<<<<
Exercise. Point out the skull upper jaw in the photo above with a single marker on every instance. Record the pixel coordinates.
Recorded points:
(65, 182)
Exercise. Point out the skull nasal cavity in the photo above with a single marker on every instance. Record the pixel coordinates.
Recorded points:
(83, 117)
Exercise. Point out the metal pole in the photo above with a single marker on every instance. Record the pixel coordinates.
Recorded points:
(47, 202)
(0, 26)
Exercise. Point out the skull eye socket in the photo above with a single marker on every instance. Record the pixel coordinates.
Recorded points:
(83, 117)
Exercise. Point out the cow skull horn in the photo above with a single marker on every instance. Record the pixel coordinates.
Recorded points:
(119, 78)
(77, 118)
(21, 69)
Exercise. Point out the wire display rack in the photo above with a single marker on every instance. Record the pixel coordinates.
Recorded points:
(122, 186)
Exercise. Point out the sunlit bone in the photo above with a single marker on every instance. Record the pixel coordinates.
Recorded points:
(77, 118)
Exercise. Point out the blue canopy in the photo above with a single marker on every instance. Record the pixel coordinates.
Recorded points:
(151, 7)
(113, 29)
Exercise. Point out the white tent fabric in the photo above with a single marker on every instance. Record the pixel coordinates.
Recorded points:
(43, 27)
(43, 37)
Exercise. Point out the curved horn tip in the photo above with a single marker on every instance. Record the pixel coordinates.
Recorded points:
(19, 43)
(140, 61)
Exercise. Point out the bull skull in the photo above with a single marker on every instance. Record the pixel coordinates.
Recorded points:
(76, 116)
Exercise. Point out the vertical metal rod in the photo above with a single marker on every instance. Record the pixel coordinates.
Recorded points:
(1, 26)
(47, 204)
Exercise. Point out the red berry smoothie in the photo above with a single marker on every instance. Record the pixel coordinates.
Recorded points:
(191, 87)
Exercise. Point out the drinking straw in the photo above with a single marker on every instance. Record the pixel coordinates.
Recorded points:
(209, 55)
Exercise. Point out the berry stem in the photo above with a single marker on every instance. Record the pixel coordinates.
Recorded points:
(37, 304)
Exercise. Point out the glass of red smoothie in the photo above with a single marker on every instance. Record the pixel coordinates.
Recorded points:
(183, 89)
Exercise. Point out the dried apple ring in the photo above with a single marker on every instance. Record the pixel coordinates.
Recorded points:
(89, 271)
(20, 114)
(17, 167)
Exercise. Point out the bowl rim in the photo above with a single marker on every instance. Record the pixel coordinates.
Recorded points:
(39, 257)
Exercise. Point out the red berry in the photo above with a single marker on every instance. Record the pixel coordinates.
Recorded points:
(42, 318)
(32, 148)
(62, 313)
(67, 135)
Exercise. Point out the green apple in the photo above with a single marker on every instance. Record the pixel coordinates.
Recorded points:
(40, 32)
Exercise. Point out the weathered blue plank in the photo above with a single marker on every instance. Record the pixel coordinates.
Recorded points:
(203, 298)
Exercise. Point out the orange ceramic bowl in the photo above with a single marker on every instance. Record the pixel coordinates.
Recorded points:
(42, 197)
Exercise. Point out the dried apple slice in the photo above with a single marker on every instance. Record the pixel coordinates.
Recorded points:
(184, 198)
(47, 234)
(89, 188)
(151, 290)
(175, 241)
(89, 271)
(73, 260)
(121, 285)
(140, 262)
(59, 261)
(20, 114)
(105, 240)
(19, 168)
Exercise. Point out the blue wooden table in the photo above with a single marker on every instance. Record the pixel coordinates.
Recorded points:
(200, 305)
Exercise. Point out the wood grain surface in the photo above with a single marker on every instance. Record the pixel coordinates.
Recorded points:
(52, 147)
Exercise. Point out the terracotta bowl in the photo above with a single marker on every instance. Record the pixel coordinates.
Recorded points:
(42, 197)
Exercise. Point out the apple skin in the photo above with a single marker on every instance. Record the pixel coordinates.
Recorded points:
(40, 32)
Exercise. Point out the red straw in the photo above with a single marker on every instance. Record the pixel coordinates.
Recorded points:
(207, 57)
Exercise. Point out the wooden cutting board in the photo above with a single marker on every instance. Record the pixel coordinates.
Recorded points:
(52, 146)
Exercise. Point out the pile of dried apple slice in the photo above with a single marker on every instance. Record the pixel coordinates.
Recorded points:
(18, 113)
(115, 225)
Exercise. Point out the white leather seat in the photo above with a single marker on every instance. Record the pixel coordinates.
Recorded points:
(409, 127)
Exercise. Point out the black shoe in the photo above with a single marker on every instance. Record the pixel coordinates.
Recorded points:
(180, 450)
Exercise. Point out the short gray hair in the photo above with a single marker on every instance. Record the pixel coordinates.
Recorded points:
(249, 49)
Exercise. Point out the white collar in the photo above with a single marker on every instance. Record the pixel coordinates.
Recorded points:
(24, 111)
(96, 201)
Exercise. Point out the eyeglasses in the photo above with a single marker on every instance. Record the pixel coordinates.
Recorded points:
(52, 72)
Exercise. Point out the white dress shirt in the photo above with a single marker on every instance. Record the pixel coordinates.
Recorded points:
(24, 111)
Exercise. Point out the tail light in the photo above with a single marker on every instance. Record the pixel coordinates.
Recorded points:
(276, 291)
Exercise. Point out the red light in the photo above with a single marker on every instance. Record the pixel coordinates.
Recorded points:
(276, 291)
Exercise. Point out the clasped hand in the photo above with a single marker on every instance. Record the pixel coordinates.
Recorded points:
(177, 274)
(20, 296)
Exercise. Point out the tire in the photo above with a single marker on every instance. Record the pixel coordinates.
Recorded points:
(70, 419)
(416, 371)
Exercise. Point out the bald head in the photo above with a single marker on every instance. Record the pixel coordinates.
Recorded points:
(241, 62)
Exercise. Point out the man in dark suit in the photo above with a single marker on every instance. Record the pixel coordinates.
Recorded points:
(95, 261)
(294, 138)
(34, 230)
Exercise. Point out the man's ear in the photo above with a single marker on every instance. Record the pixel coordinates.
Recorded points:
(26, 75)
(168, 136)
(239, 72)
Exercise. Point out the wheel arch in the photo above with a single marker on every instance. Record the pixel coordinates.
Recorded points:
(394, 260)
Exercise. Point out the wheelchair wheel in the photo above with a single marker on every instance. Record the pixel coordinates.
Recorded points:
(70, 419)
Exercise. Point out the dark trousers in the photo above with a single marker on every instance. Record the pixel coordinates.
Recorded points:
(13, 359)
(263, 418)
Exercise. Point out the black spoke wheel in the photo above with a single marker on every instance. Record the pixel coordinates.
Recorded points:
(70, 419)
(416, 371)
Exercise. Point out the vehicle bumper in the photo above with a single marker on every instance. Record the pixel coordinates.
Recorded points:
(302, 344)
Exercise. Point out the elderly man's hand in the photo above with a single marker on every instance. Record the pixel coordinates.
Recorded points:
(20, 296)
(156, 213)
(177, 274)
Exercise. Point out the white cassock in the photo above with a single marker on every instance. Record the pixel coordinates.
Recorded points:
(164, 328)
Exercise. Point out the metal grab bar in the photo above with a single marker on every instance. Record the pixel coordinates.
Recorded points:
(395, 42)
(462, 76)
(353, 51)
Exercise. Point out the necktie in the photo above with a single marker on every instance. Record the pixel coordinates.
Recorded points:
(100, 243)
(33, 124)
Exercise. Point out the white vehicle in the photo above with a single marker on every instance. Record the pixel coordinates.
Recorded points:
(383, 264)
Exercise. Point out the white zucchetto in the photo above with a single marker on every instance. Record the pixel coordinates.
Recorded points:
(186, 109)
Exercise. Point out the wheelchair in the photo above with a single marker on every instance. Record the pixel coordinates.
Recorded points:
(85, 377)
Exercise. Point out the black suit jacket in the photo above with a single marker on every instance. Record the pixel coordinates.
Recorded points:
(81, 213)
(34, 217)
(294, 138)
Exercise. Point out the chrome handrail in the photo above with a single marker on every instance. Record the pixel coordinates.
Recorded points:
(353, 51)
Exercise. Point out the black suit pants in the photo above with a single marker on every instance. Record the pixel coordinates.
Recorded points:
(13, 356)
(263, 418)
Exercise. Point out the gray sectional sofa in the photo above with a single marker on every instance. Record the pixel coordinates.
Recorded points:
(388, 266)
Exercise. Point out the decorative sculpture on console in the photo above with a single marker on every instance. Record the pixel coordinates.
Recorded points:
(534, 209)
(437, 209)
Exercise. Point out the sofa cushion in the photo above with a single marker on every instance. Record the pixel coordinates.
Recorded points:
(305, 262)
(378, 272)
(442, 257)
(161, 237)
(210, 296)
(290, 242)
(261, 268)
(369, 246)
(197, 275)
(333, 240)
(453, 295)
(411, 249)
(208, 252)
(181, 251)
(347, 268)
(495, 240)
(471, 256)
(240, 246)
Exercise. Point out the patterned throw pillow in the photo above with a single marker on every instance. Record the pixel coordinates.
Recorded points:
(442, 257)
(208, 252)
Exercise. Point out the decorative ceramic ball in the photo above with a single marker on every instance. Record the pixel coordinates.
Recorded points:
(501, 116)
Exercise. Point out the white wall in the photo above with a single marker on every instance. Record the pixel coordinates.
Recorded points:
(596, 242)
>>>>
■ What you have to do ■
All that should appear in the response is the run of lines from the first line of the entries through the line containing "Exercise. Point out the metal pole", copied exactly.

■ Your solution ■
Exercise. Point out the skull upper jaw in the photo above with a single marker on every instance. Record the pixel coordinates.
Recorded points:
(65, 182)
Exercise. Point out the skull nasal cavity in the photo above with a single marker on every instance. Record the pixel coordinates.
Recorded points:
(83, 117)
Exercise. Point out the metal pole in the photo above with a single marker on every instance. Record the pixel coordinates.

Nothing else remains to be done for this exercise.